Task statement
Rewrite only the records from the line with "Pin the man in blue t-shirt, one" up to and including the line with "(1069, 645)", keeping every request line, and add -108 to each coordinate in the answers.

Dataset rows
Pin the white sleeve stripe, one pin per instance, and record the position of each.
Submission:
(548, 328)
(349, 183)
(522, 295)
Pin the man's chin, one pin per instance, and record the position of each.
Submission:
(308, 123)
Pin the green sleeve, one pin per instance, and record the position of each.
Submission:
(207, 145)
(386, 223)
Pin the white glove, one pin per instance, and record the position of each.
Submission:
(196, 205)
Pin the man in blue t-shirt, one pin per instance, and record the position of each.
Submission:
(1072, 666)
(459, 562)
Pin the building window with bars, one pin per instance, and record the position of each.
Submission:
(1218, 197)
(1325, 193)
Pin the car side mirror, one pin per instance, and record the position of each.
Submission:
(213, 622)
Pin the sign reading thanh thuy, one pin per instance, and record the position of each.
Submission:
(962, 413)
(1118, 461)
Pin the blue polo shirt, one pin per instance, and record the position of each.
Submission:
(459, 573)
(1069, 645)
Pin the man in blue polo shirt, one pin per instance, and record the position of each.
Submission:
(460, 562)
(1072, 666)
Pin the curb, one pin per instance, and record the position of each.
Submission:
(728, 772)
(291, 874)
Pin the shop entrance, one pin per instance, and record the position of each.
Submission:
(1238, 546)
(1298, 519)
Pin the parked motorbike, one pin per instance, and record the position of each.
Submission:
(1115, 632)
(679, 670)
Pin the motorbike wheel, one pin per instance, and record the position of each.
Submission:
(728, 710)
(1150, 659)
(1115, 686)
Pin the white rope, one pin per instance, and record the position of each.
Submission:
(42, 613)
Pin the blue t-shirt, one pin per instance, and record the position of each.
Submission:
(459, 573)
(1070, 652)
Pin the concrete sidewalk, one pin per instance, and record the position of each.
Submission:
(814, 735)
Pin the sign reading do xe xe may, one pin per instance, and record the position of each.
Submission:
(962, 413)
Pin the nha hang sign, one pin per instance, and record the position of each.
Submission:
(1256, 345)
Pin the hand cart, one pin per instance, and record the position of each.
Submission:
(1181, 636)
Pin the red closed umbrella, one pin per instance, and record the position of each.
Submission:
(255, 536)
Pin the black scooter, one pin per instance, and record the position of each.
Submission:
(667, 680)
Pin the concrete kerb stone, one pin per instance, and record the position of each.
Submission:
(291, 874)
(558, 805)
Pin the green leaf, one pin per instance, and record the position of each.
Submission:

Written solution
Pin the man in blue t-shirt, one pin per instance, and record the position of each.
Submission:
(964, 558)
(351, 454)
Pin the building window with bars, one pin per instance, and record the position of each.
Submission:
(1110, 89)
(1217, 85)
Pin the car side mirror, one pin per instance, and record the position of each.
Submission:
(105, 514)
Pin the sign reading thanh thuy, one pin per instance, and record the position of each.
Submission:
(854, 305)
(1010, 353)
Pin the blue polo shirt, one pin per instance, and record the position of each.
Submission:
(351, 465)
(961, 537)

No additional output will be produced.